I acknowledge the law of hospitality that originally greeted newcomers to Turtle Island. I was born and raised on the Indigenous land of the Plains Cree who call themselves Nêhiyawak, or the “four direction people,” says Elder Jimmy O’Chiese. Given this, I am a participant in Treaty 6.

 

I honour this Land and her peoples and aim to be truthful about colonization and our settler impacts.  I am working to help honour the terms of good will and co-existence intended by these treaties, as a practice of decolonization and reconciliation.

I am now privileged to live on the unceded Indigenous land of the Coast Salish peoples, including the SC’IANEW, Malahat, Songhees, Esquimalt, and T’Sou-ke. I support the current negotiations for the Te’mexw Treaty, that we may live into the future through right relations.

Recorded data.

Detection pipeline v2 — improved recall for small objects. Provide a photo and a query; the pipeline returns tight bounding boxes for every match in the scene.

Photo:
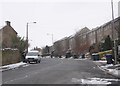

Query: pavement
[0,62,28,71]
[2,58,118,86]
[93,60,120,79]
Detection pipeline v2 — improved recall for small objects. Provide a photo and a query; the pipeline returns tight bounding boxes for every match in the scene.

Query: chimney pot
[6,21,10,26]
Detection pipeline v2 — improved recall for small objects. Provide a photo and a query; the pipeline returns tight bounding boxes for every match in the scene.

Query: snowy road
[2,58,118,86]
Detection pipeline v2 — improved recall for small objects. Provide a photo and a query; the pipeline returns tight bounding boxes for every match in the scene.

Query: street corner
[94,61,120,78]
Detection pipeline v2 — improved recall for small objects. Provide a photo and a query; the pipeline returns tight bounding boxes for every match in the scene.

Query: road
[2,58,117,84]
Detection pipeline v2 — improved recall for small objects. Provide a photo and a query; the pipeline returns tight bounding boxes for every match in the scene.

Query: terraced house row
[52,17,120,55]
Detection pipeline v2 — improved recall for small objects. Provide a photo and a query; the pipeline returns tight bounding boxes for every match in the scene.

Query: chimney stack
[6,21,10,26]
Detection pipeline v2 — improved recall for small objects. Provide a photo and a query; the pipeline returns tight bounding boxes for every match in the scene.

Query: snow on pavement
[72,78,118,84]
[0,62,27,71]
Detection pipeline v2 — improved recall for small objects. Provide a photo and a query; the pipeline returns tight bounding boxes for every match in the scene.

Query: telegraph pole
[111,0,117,64]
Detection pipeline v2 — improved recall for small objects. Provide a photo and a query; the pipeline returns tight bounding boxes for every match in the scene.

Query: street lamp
[47,33,53,45]
[26,22,36,52]
[111,0,117,64]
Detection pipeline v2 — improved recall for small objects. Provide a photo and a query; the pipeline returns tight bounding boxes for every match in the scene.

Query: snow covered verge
[94,61,120,78]
[72,77,118,86]
[0,62,27,71]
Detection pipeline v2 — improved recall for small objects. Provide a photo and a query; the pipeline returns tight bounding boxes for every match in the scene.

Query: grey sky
[0,0,119,47]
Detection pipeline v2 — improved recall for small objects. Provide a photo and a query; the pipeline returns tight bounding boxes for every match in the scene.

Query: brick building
[0,21,17,48]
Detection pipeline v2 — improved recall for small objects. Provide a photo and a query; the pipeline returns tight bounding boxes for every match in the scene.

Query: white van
[25,50,41,63]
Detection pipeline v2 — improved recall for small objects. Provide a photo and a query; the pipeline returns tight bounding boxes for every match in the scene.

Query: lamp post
[111,0,117,64]
[47,33,53,45]
[26,22,36,52]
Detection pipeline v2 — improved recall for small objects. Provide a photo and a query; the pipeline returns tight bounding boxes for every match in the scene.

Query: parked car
[25,50,41,63]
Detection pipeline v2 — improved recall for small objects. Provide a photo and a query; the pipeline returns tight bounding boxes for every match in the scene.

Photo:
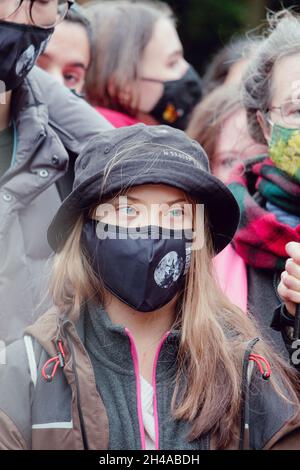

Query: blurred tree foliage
[78,0,299,73]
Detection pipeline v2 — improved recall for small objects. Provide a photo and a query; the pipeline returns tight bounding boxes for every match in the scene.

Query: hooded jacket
[0,307,300,450]
[0,67,111,343]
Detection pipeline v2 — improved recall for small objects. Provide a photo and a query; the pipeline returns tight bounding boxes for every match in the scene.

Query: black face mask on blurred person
[143,65,202,130]
[81,219,192,312]
[0,21,54,91]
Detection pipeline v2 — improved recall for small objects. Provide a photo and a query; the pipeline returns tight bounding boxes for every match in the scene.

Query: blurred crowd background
[78,0,300,74]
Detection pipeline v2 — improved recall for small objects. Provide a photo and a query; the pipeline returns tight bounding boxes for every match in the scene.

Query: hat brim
[47,169,240,254]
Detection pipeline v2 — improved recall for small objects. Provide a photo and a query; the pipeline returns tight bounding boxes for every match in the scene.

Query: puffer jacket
[0,307,300,450]
[0,67,111,344]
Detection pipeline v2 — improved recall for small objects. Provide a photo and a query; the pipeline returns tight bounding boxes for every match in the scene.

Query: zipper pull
[42,338,66,382]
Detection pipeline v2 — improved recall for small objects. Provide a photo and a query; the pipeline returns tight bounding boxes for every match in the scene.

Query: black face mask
[0,21,54,91]
[81,220,192,312]
[143,65,202,130]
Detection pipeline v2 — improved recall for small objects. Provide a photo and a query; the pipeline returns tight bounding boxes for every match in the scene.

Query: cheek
[138,80,163,113]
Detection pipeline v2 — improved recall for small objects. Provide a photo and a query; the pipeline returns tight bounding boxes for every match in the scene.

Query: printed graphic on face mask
[270,124,300,181]
[154,251,184,289]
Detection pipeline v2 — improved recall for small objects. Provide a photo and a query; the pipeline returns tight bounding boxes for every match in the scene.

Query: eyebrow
[112,196,188,204]
[66,62,87,70]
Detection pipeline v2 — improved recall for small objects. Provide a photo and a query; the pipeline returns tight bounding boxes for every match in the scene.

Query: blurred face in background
[212,109,268,182]
[138,18,189,113]
[37,20,91,94]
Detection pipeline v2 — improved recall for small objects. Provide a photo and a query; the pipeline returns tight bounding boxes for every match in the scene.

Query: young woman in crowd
[187,85,267,181]
[213,12,300,364]
[86,0,201,129]
[37,5,92,94]
[0,124,300,450]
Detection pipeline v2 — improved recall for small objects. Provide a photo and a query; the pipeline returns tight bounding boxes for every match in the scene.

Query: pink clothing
[95,106,140,128]
[214,245,248,312]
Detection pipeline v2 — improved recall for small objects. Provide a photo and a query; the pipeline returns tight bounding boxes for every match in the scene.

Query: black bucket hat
[48,124,240,253]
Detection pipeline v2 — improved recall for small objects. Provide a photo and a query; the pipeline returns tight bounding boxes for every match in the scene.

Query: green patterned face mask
[269,123,300,181]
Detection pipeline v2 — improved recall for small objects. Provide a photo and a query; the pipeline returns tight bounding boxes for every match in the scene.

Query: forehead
[272,52,300,105]
[46,21,90,65]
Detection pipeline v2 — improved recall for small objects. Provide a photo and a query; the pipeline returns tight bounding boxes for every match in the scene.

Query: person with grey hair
[213,11,300,365]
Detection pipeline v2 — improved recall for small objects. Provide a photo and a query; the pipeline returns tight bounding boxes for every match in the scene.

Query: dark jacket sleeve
[0,339,33,450]
[270,304,300,371]
[30,67,113,154]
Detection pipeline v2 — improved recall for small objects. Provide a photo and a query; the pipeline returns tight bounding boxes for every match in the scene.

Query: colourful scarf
[229,156,300,270]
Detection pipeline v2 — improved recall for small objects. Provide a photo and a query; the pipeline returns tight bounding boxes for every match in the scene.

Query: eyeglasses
[269,99,300,128]
[0,0,74,28]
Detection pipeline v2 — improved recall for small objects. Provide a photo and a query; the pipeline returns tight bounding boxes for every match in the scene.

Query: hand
[277,242,300,315]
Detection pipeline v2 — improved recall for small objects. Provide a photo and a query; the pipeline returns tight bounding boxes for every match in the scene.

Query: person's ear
[256,111,271,143]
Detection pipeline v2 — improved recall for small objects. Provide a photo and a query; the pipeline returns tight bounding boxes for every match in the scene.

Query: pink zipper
[125,328,170,450]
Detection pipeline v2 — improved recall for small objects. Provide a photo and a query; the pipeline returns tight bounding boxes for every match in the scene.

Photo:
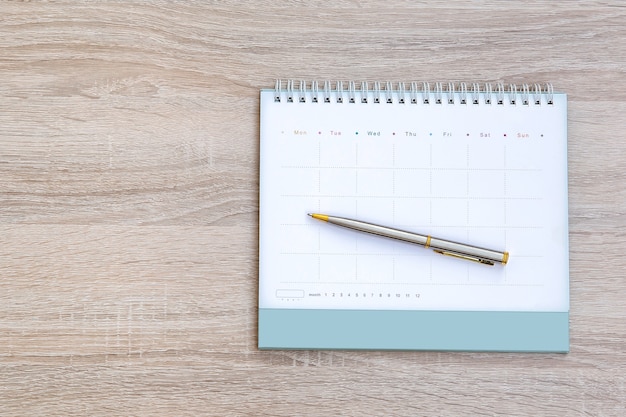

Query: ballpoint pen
[309,213,509,265]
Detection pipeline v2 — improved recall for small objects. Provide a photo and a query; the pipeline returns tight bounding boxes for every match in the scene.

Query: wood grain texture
[0,0,626,416]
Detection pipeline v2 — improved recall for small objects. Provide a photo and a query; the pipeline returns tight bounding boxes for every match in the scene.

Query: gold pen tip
[309,213,328,222]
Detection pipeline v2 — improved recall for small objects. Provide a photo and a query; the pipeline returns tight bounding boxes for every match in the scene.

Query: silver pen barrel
[309,214,509,265]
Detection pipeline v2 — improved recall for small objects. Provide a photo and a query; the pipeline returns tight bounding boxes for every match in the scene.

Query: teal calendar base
[259,308,569,353]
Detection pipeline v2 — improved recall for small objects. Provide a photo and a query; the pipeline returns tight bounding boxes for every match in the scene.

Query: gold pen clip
[433,249,495,265]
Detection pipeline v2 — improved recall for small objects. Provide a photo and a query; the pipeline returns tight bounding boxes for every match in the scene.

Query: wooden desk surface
[0,0,626,416]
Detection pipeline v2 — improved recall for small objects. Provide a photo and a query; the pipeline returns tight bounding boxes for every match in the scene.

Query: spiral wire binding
[274,80,554,106]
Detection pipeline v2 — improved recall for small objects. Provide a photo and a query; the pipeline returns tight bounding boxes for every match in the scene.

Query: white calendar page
[259,90,569,312]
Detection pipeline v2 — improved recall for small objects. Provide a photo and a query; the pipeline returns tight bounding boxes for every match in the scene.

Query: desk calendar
[259,81,569,352]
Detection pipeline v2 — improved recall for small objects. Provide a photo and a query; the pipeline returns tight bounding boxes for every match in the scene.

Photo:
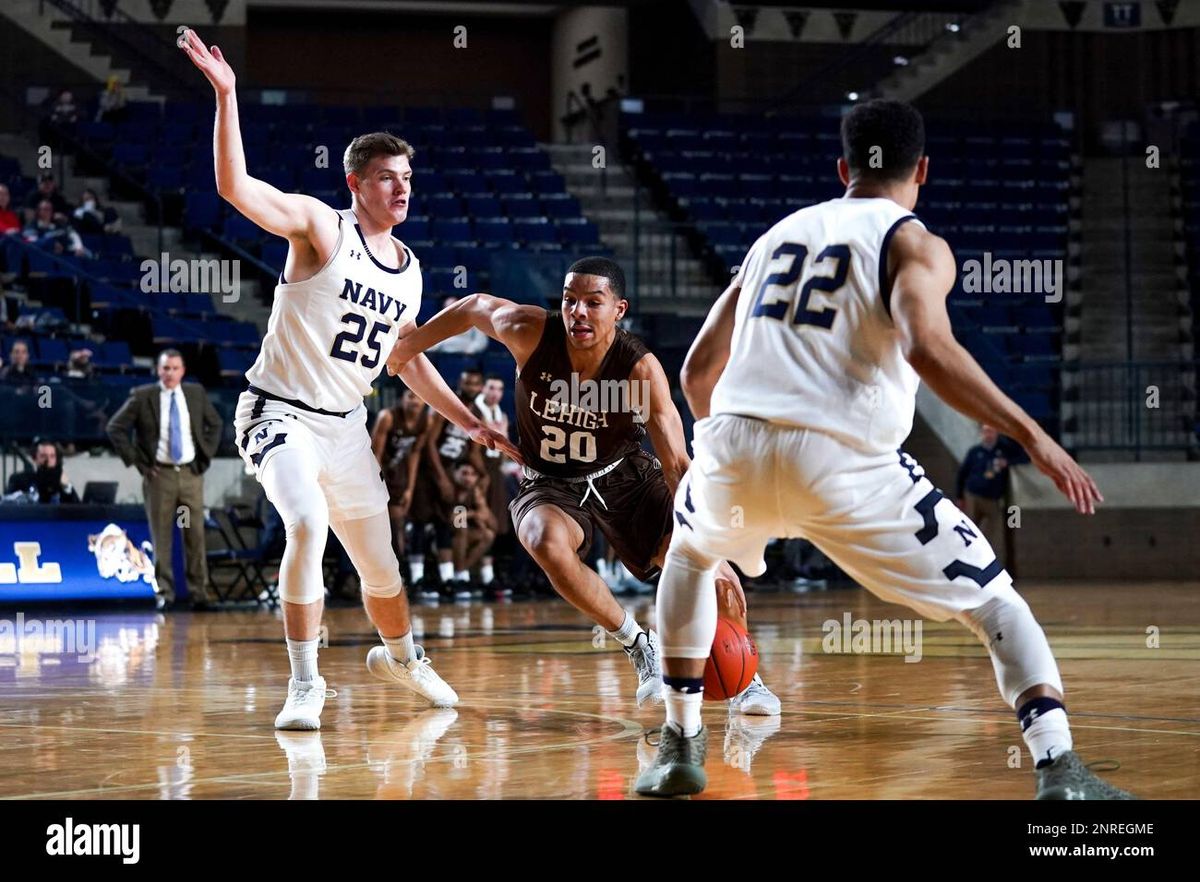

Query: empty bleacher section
[623,113,1072,433]
[0,102,608,440]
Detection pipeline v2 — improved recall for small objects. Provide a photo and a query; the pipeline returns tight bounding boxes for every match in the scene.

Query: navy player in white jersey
[179,30,520,730]
[636,101,1129,799]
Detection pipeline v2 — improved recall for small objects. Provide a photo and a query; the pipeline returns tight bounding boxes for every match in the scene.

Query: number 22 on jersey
[750,242,850,330]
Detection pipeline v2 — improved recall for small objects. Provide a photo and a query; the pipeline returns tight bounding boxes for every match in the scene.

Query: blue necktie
[167,392,184,462]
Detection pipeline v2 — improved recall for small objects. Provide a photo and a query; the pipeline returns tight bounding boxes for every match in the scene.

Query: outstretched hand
[175,28,236,96]
[716,560,746,619]
[1026,432,1104,515]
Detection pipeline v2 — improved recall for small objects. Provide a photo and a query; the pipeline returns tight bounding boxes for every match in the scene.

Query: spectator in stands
[0,184,23,235]
[4,440,79,505]
[451,460,496,596]
[955,424,1028,562]
[71,187,121,235]
[50,89,79,125]
[428,294,487,352]
[0,340,38,389]
[96,73,125,122]
[25,172,71,224]
[24,199,90,257]
[108,349,222,610]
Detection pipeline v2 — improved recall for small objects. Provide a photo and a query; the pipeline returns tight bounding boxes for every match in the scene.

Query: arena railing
[1060,361,1200,460]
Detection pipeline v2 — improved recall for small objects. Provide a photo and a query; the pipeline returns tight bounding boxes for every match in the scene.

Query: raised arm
[388,294,546,376]
[179,29,336,247]
[888,223,1104,514]
[679,283,742,420]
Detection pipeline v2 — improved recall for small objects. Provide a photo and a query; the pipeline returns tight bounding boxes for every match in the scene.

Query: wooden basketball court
[0,583,1200,799]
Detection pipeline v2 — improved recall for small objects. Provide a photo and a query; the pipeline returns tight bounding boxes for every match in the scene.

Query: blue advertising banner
[0,506,155,604]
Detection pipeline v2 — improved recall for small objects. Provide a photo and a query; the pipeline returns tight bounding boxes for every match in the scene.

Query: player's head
[484,373,504,407]
[454,462,479,490]
[838,98,929,209]
[34,440,59,468]
[563,257,629,349]
[158,349,187,389]
[342,132,416,226]
[458,367,484,401]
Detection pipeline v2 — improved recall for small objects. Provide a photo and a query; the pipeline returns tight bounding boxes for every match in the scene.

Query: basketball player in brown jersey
[371,389,430,560]
[388,257,779,715]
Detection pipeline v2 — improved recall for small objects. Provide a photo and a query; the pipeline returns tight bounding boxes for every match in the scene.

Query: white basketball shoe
[275,677,337,730]
[367,646,458,708]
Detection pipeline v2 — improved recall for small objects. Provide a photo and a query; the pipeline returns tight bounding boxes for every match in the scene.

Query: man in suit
[108,349,222,610]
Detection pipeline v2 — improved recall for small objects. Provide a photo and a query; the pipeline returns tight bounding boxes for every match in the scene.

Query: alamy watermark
[0,612,96,662]
[529,371,650,428]
[962,251,1064,304]
[139,251,241,304]
[821,612,922,664]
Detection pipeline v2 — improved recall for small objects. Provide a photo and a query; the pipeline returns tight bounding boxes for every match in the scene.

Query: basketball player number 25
[750,242,850,330]
[541,425,596,462]
[329,312,391,371]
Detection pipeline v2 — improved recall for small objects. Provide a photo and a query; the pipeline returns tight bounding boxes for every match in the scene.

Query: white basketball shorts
[673,414,1013,622]
[233,391,388,521]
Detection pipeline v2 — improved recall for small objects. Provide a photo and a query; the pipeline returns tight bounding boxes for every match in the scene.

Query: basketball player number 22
[750,242,850,330]
[329,312,391,371]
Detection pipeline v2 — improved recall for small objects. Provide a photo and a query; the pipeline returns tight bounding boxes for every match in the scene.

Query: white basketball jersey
[712,198,920,452]
[246,209,421,413]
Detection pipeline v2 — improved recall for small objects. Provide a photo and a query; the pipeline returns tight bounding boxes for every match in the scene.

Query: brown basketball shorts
[509,450,673,581]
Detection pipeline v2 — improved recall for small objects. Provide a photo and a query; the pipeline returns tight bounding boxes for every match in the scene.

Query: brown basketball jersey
[516,310,649,478]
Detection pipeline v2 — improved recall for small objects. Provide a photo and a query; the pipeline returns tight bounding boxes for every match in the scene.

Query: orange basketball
[704,618,758,701]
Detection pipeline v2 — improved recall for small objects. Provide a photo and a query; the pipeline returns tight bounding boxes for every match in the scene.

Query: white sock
[662,685,704,738]
[286,637,320,683]
[608,610,642,649]
[379,629,416,665]
[1021,708,1073,764]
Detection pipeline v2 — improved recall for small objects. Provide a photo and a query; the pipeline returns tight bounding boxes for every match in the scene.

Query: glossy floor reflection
[0,584,1200,799]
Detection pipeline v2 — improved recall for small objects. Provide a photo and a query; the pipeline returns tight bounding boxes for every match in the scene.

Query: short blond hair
[342,132,416,175]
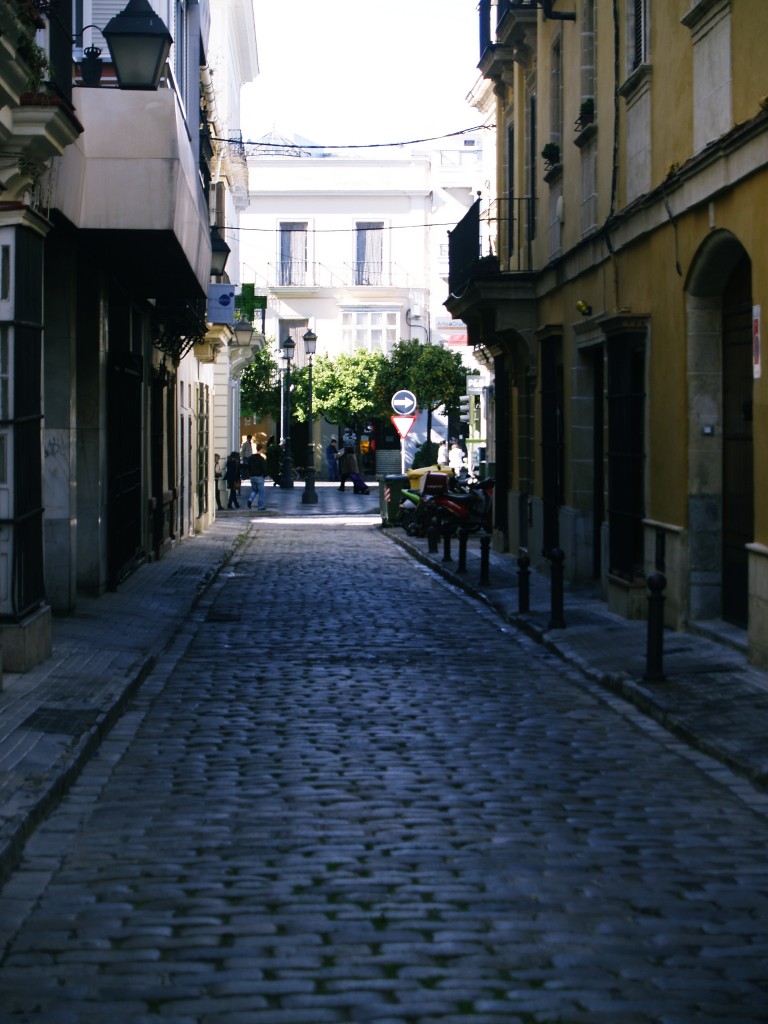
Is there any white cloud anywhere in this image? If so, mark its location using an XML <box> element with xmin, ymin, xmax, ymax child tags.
<box><xmin>242</xmin><ymin>0</ymin><xmax>480</xmax><ymax>145</ymax></box>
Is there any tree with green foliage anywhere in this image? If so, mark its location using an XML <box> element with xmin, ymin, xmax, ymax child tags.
<box><xmin>379</xmin><ymin>338</ymin><xmax>467</xmax><ymax>443</ymax></box>
<box><xmin>240</xmin><ymin>344</ymin><xmax>280</xmax><ymax>421</ymax></box>
<box><xmin>299</xmin><ymin>348</ymin><xmax>389</xmax><ymax>436</ymax></box>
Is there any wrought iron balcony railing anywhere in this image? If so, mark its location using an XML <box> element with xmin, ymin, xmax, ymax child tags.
<box><xmin>449</xmin><ymin>197</ymin><xmax>537</xmax><ymax>295</ymax></box>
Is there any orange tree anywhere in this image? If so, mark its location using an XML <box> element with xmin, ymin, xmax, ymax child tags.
<box><xmin>291</xmin><ymin>348</ymin><xmax>388</xmax><ymax>437</ymax></box>
<box><xmin>378</xmin><ymin>338</ymin><xmax>467</xmax><ymax>461</ymax></box>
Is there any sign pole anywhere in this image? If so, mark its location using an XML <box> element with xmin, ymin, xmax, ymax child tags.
<box><xmin>390</xmin><ymin>388</ymin><xmax>419</xmax><ymax>476</ymax></box>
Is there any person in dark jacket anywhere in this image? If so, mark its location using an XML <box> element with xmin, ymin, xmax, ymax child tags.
<box><xmin>224</xmin><ymin>452</ymin><xmax>241</xmax><ymax>509</ymax></box>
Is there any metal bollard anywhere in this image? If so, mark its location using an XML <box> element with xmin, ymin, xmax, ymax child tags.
<box><xmin>456</xmin><ymin>526</ymin><xmax>469</xmax><ymax>572</ymax></box>
<box><xmin>427</xmin><ymin>516</ymin><xmax>439</xmax><ymax>555</ymax></box>
<box><xmin>548</xmin><ymin>548</ymin><xmax>565</xmax><ymax>630</ymax></box>
<box><xmin>517</xmin><ymin>552</ymin><xmax>530</xmax><ymax>614</ymax></box>
<box><xmin>442</xmin><ymin>522</ymin><xmax>454</xmax><ymax>562</ymax></box>
<box><xmin>643</xmin><ymin>572</ymin><xmax>667</xmax><ymax>683</ymax></box>
<box><xmin>480</xmin><ymin>534</ymin><xmax>490</xmax><ymax>583</ymax></box>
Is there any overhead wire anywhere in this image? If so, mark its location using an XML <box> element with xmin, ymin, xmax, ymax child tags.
<box><xmin>211</xmin><ymin>124</ymin><xmax>496</xmax><ymax>151</ymax></box>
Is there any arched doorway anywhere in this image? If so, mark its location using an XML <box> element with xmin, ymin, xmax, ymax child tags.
<box><xmin>687</xmin><ymin>231</ymin><xmax>755</xmax><ymax>628</ymax></box>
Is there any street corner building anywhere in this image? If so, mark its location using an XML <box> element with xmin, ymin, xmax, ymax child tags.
<box><xmin>0</xmin><ymin>0</ymin><xmax>258</xmax><ymax>672</ymax></box>
<box><xmin>445</xmin><ymin>0</ymin><xmax>768</xmax><ymax>667</ymax></box>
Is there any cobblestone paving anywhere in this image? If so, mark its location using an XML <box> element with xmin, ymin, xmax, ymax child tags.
<box><xmin>0</xmin><ymin>521</ymin><xmax>768</xmax><ymax>1024</ymax></box>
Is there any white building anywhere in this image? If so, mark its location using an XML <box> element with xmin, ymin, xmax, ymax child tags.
<box><xmin>240</xmin><ymin>133</ymin><xmax>482</xmax><ymax>472</ymax></box>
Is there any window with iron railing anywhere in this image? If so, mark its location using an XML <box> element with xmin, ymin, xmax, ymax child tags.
<box><xmin>278</xmin><ymin>221</ymin><xmax>307</xmax><ymax>287</ymax></box>
<box><xmin>354</xmin><ymin>221</ymin><xmax>384</xmax><ymax>285</ymax></box>
<box><xmin>341</xmin><ymin>307</ymin><xmax>399</xmax><ymax>355</ymax></box>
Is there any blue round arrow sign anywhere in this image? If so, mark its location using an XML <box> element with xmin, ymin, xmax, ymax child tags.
<box><xmin>392</xmin><ymin>389</ymin><xmax>416</xmax><ymax>416</ymax></box>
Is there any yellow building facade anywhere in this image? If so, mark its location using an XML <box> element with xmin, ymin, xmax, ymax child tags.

Exercise instructions.
(a) Answer these questions from the land acknowledgment:
(i) According to Elder Jimmy O'Chiese, what does Nêhiyawak mean?
(ii) Which treaty is the writer a participant in?
(iii) The writer supports the current negotiations for which treaty?
(b) List every Coast Salish people that the land acknowledgment names.
The listing is separate material and has no connection to the land acknowledgment.

Exercise results.
(a)
(i) The "four direction people."
(ii) Treaty 6.
(iii) The Te'mexw Treaty.

(b) SC'IANEW, Malahat, Songhees, Esquimalt, T'Sou-ke